Thoughts from a brand new home-owner in the Axarquía region of Málaga. I hope there might be some information and experiences of use to other new purchasers, plus the occasional line to provoke thought or discussion.

157 - Just an Everyday Birthday
Sunday, March 27, 2016 @ 4:24 PM

Suddenly Paqui began to sing. The room fell silent, and even the aggressive guy in the corner, who had been talking to himself and shouting randomly, looked up and listened quietly as she sang a saeta. It was Mercedes’ birthday and twenty of us gathered to celebrate with her. She received her gifts with gratitude as enormous as her smile, and she closed her eyes tightly to make a wish as she blew out the candles. People laughing and chatting – smiles that could light up the darkest of spaces, the darkest of lives. Paqui finished her song and received applause, shouts of “¡Óle!” and a hug from Mercedes.

 

Nothing unusual there. There were hugs and kisses all round, happy faces, and food on the table. Just a normal birthday party, yes?   Yes. And no. Not entirely. Apart from the aggressive guy in the corner, there were other small differences. The cheapestimagepotato snacks on plastic plates. A small cake from a supermarket freezer, carefully cut into 20 tiny slices. Gifts were gracefully accepted and were appreciated for their usefulness and simplicity. A second-hand t-shirt. Half a packet of cigarettes. A small bag of sweets, or a bar of soap. A home-made hair decoration. Generous gifts, when you know that nobody here has either money or a home.

 

In a building which is little more than a big Portakabin, the staff and volunteers of this charity-run Málaga day centre do their best to give back respect and dignity to the residents of the town hall’s emergency hostel, and to those who are sleeping in parks and in porches. More important than the workshops and classes, and more important than the shelter from the rain or the sun, is that here everyone is valued as an individual, everyone is listened to, and nobody is put in a category, side-lined, ignored, or treated disrespectfully.

 

Five or six come each week to my English class. We don’t get much done. As the Director said to me, the workshops are largely an excuse – an opportunity to listen to people, get to know them, look for something they might find interesting, respect their dignity, their humanity, their individuality. My group has wildly varying levels of English, so we play the numbers game with cards, going up to seven figures for those who can, stopping at two figures for others. An attempt to practise talking about “things we like to eat” succeeded for a while, with most of them chanting aloud “I like prouns” (the nearest to “prawns” that we were going to get). Moving less successfully on to “things we like in Málaga”, the conversation descended rapidly into Spanish. Three of the five women were from Madrid, and spoke with warmth about their home city. One told me about her two children, both successful professionals in Madrid, and about her grandchildren. The week before she had managed to tell me in English that she had two sons; now, in rapid Spanish, it became clear that one was a daughter. I don’t know why she is in Málaga, nor why she cannot live with any of her family. Their stories are often complex and multi-layered, and I mostly wait till information is proffered naturally as we slowly get to know each other better.

### RECORDS SHOWN
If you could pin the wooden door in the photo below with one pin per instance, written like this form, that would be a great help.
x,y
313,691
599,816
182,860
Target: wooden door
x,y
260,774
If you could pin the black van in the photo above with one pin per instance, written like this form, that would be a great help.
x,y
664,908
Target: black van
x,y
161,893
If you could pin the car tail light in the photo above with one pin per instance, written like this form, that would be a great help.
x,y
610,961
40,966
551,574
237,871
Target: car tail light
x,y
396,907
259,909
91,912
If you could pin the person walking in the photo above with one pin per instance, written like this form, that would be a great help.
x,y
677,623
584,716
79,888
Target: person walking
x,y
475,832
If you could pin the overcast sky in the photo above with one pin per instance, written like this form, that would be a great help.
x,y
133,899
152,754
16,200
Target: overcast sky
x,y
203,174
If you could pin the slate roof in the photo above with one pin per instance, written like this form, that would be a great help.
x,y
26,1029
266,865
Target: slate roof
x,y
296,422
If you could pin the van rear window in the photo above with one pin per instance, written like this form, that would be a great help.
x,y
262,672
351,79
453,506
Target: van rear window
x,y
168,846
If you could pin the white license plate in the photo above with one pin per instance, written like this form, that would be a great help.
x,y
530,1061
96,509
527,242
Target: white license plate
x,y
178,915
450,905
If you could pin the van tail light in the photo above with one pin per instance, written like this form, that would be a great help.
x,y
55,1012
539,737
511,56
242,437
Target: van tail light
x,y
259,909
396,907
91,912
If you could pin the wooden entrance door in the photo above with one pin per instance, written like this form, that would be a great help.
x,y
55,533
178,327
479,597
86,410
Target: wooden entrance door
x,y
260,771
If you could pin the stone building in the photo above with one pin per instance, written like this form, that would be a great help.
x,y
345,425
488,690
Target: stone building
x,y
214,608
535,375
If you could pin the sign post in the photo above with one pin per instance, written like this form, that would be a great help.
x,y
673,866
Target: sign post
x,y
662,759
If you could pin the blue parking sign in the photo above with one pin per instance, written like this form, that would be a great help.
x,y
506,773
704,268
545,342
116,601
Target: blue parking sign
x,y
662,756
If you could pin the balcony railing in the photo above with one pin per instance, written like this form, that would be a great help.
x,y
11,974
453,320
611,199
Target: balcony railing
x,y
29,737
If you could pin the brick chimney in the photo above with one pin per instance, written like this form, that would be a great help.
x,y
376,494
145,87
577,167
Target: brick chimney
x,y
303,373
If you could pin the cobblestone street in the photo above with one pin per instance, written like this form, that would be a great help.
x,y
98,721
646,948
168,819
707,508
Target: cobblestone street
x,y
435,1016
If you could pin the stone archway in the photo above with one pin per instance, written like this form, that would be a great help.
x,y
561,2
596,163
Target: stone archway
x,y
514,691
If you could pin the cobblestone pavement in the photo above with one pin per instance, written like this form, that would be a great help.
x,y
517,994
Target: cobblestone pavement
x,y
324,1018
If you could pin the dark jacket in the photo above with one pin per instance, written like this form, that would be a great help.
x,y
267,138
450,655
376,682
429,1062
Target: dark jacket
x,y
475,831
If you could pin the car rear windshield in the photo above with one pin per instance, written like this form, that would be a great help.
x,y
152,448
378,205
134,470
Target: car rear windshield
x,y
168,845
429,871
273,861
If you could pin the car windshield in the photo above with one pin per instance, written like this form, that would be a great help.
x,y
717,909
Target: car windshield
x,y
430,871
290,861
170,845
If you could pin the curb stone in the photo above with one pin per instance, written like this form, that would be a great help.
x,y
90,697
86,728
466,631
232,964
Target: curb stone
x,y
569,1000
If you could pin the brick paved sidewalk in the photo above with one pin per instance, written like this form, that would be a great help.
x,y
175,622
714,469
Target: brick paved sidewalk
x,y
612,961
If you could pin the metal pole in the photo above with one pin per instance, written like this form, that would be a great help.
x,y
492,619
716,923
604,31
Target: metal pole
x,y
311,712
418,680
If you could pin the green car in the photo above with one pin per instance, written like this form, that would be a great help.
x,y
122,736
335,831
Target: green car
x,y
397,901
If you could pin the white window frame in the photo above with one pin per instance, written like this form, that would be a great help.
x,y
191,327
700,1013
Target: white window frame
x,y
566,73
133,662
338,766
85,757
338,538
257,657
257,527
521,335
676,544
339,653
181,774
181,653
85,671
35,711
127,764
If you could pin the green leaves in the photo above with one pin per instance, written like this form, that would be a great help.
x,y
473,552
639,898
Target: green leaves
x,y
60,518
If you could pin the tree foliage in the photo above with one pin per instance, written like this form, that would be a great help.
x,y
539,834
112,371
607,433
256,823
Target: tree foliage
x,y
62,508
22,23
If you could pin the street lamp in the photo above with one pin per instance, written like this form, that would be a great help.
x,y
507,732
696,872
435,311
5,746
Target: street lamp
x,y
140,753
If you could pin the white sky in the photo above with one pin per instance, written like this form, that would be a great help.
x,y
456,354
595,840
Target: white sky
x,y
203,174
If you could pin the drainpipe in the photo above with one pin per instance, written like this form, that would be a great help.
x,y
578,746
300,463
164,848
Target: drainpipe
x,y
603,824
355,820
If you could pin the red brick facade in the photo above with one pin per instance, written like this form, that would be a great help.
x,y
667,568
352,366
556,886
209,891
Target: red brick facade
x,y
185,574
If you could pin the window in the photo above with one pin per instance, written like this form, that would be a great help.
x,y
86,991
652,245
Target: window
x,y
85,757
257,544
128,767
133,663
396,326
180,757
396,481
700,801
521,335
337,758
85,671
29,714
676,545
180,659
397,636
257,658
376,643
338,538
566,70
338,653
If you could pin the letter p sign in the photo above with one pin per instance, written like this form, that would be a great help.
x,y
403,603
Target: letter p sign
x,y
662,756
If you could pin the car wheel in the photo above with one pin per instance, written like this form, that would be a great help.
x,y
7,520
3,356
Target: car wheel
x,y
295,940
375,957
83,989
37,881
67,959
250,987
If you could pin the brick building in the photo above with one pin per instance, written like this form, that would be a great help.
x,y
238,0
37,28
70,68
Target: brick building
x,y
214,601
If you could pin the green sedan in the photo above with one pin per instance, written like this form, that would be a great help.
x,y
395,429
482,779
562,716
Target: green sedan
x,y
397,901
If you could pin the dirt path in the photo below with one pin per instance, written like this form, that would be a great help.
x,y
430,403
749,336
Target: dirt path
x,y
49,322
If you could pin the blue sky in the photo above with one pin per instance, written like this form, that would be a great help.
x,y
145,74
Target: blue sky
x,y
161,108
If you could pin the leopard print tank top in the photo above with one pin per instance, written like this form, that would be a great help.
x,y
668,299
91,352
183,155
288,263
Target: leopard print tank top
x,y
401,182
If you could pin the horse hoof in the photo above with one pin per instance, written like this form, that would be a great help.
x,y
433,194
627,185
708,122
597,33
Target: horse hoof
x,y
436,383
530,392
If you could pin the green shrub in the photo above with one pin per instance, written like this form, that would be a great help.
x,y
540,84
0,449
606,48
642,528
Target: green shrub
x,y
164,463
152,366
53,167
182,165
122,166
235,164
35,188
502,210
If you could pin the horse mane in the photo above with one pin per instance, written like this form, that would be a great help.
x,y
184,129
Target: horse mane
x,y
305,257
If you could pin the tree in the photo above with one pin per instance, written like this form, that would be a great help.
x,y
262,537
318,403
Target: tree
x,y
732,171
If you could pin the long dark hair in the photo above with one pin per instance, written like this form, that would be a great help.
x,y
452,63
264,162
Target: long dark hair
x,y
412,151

### CHALLENGES
a) Quote the blog post from "Nothing unusual there." to "money or a home.".
b) Pick out each line of the listing that contains the string "dark", treating uppercase and lowercase letters as distinct.
The blog post and the listing are independent materials with no connection between them.

### ANSWERS IN ORDER
a)
Nothing unusual there. There were hugs and kisses all round, happy faces, and food on the table. Just a normal birthday party, yes?   Yes. And no. Not entirely. Apart from the aggressive guy in the corner, there were other small differences. The cheapestimagepotato snacks on plastic plates. A small cake from a supermarket freezer, carefully cut into 20 tiny slices. Gifts were gracefully accepted and were appreciated for their usefulness and simplicity. A second-hand t-shirt. Half a packet of cigarettes. A small bag of sweets, or a bar of soap. A home-made hair decoration. Generous gifts, when you know that nobody here has either money or a home.

b)
If you could pin the dark jacket in the photo above with one pin per instance, written like this form, that would be a great help.
Target: dark jacket
If you could pin the long dark hair in the photo above with one pin per instance, written like this form, that would be a great help.
Target: long dark hair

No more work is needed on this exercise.